Saved entries:

*****

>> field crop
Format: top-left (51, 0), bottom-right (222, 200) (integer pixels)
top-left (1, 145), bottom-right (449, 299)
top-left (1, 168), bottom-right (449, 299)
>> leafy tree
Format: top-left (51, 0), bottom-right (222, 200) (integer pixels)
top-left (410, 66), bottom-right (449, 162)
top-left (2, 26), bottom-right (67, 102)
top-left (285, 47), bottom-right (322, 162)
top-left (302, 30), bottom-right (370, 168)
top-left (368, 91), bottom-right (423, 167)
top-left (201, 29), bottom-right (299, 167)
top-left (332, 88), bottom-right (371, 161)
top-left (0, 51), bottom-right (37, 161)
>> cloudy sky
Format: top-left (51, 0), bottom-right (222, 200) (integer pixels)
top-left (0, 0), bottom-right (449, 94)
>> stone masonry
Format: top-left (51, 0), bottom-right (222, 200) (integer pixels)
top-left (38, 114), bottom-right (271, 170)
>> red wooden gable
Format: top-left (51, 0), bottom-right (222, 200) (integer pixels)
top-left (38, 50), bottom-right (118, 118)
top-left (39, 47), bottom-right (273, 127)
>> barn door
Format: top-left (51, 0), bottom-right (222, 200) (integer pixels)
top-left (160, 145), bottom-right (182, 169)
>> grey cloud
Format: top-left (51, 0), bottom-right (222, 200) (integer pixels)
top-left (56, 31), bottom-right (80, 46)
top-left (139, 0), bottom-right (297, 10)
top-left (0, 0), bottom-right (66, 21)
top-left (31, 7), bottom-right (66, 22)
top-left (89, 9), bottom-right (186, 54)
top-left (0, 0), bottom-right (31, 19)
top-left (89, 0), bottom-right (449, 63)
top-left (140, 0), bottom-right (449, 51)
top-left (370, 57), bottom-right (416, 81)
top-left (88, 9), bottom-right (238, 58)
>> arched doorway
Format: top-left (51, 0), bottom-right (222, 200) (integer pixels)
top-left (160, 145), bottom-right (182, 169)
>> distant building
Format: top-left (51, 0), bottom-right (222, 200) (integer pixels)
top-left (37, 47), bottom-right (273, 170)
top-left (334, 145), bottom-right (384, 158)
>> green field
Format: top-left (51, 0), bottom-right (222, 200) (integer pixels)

*****

Your task — The response should consist of every record, written out exactly as given.

Answer to this exercise —
>> field crop
Format: top-left (51, 0), bottom-right (222, 200) (integer pixels)
top-left (1, 145), bottom-right (449, 299)
top-left (1, 168), bottom-right (449, 299)
>> leafy tree
Format: top-left (51, 0), bottom-right (222, 200) (integer pixels)
top-left (410, 66), bottom-right (449, 162)
top-left (2, 26), bottom-right (67, 102)
top-left (285, 47), bottom-right (322, 162)
top-left (302, 30), bottom-right (370, 168)
top-left (368, 91), bottom-right (423, 167)
top-left (201, 29), bottom-right (299, 167)
top-left (332, 88), bottom-right (371, 161)
top-left (0, 51), bottom-right (37, 161)
>> cloudy sky
Format: top-left (51, 0), bottom-right (222, 200) (integer pixels)
top-left (0, 0), bottom-right (449, 94)
>> stone masonry
Format: top-left (51, 0), bottom-right (222, 200) (integer pixels)
top-left (38, 114), bottom-right (271, 170)
>> red wooden gable
Format: top-left (51, 0), bottom-right (222, 200) (integer pixels)
top-left (38, 50), bottom-right (118, 118)
top-left (39, 47), bottom-right (273, 127)
>> barn door
Format: top-left (51, 0), bottom-right (222, 200) (integer pixels)
top-left (160, 145), bottom-right (182, 169)
>> grey cloud
Format: top-left (51, 0), bottom-right (222, 200) (integer pixels)
top-left (56, 31), bottom-right (80, 46)
top-left (139, 0), bottom-right (297, 10)
top-left (0, 0), bottom-right (66, 21)
top-left (31, 7), bottom-right (66, 22)
top-left (89, 9), bottom-right (186, 54)
top-left (0, 0), bottom-right (31, 19)
top-left (89, 0), bottom-right (449, 63)
top-left (140, 0), bottom-right (449, 51)
top-left (370, 57), bottom-right (416, 81)
top-left (88, 9), bottom-right (238, 58)
>> arched doorway
Format: top-left (51, 0), bottom-right (222, 200) (integer pixels)
top-left (160, 145), bottom-right (182, 169)
>> distant building
Format: top-left (51, 0), bottom-right (222, 200) (integer pixels)
top-left (37, 47), bottom-right (273, 170)
top-left (334, 145), bottom-right (384, 158)
>> green field
Format: top-left (51, 0), bottom-right (222, 200) (integer pixels)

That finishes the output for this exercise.